Sport specialization increases injury risk

Dr. Michael Ferrell, a sports medicine physician at Bridger Orthopedic, takes a look at his own MRI.

Although basketball season may have ended two months ago, Bozeman High School senior Mack Anderson is still hard at work in the gym.

Anderson decided to give up soccer after his sophomore season to focus on chasing his dream of playing college basketball.

"I really did enjoy playing soccer and was competitive with it,” Anderson said. “But (focusing on basketball) was kind of like taking the next step to wanting to play at the next level.”

The move paid off for Anderson, as he became an all-state player in his senior year and earned a scholarship from the University of Montana. But specializing in one sport can create a huge injury risk for student athletes.

According to research conducted by the University of Wisconsin, high school athletes who specialize in a single sport are 70 percent more likely to suffer an injury during their playing season than those who play multiple sports. The project was commissioned by the National Federation of State High School Associations.

They are more susceptible to “overuse injuries,” which occur when an athletic activity is repeated so often that certain parts of the body do not have enough time to heal.

"Easily 50 percent of the injuries we see are overuse injuries,” said Dr. Michael Ferrell, a sports medicine physician at Bridger Orthopedic in Bozeman.

Ferrell is also a team physician for Montana State University and Bozeman High School. He says that, theoretically, there is an increase in injury risk when playing multiple sports. But he is quick to add that the benefits of being a multisport athlete outweigh that risk.

"The benefits include hand-eye coordination, agility and balance,” Ferrell said. “All the different things you get out of playing multiple sports will actually help you in your primary sport."

That was the case for Alex Veltkamp, a senior at Manhattan Christian School, who is a three-sport athlete. She says playing volleyball and basketball improved her ability in track and field, which helped her land a track and field scholarship at Montana State University.

"I think that they saw that like, 'She's a multi-sport athlete, so once she starts focusing on one sport, she could probably excel a lot more than she has in high school,'” Veltkamp said. “I think, while talking to Coach Kennedy, that was one of the big things he saw."

Even though some fatigue can set in while playing three varsity sports, Veltkamp says the variety helps keep her mentally fresh.

"You're always doing something new throughout the school year,” Veltkamp said. “Throughout the summer, trying to perfect your skills, you're always doing something different."

Meanwhile, Anderson spent his summer on the AAU basketball circuit. That choice in sport specialization gave him the chance to be seen by more college scouts.

"I hadn't really been noticed by any schools," Anderson said. I mean, a couple NAIA schools and stuff, but no Division I schools, or anything like that. So it was just good. Even past the whole recruiting aspect, it was great to just travel and get to meet a bunch of new people."

If a high school athlete does choose to focus on a single sport, Ferrell recommends stretching before and after training, lots of time in the weight room to help build strength and a very simple tip.

"Basically rest,” Ferrell said. “If you're over-training or if you have poor mechanics or a combination thereof, you're going to have injuries."

The American Orthopaedic Society for Sports Medicine put together an online list of injury prevention tips in 25 different sports.

━━━━━━

# REQUIRED ACTIONS
A: List the recommendations Ferrell gives in the article on sport specialization for high school athletes who focus on a single sport.
B: According to the article on sport specialization, why does Ferrell think playing multiple sports is worth the added injury risk?
C: In the article on sport specialization, how much more likely are single-sport high school athletes to suffer an injury during their playing season, according to the University of Wisconsin research?

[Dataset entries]
━━━━━━

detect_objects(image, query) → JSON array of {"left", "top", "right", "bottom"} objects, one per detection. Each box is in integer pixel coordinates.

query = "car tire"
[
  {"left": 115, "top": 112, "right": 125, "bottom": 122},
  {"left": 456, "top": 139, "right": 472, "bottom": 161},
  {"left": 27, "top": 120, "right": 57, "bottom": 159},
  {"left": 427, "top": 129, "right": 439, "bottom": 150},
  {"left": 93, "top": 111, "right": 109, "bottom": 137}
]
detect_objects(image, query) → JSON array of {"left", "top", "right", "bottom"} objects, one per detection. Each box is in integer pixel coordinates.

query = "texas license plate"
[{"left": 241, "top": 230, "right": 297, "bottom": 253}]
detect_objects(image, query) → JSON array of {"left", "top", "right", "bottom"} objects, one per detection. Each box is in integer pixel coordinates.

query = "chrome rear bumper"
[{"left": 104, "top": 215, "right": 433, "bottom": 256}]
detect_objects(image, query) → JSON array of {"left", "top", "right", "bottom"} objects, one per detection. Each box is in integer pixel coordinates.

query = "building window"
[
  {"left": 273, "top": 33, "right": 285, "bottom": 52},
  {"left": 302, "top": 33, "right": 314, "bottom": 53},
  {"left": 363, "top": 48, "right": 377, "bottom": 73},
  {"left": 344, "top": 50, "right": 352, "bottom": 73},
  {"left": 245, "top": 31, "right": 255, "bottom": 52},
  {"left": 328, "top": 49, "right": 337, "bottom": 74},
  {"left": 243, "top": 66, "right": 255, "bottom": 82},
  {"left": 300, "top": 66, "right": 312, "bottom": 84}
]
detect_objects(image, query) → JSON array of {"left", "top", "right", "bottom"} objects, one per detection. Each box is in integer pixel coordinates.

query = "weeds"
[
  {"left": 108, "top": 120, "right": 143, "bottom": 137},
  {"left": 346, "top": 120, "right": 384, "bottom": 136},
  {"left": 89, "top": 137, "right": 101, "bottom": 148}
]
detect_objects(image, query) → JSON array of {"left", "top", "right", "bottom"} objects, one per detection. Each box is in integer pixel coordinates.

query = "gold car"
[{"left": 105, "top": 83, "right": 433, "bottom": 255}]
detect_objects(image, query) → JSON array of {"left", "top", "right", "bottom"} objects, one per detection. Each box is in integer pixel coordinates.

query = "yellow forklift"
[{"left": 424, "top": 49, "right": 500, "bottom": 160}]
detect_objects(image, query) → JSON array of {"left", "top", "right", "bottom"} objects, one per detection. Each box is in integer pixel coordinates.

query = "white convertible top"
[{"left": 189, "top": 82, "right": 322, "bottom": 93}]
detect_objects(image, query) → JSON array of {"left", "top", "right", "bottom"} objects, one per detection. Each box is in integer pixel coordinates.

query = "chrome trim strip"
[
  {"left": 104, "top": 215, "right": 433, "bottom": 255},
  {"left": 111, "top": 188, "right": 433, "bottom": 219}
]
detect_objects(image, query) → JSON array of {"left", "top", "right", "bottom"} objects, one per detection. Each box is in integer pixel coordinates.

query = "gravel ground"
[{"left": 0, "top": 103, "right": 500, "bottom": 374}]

━━━━━━

# ANSWERS
A:
- Stretching before and after training
- Lots of time in the weight room to help build strength
- Rest

B: He says the benefits outweigh the risk. Playing multiple sports builds hand-eye coordination, agility and balance, and those gains actually help athletes in their primary sport.

C: They are 70 percent more likely than those who play multiple sports.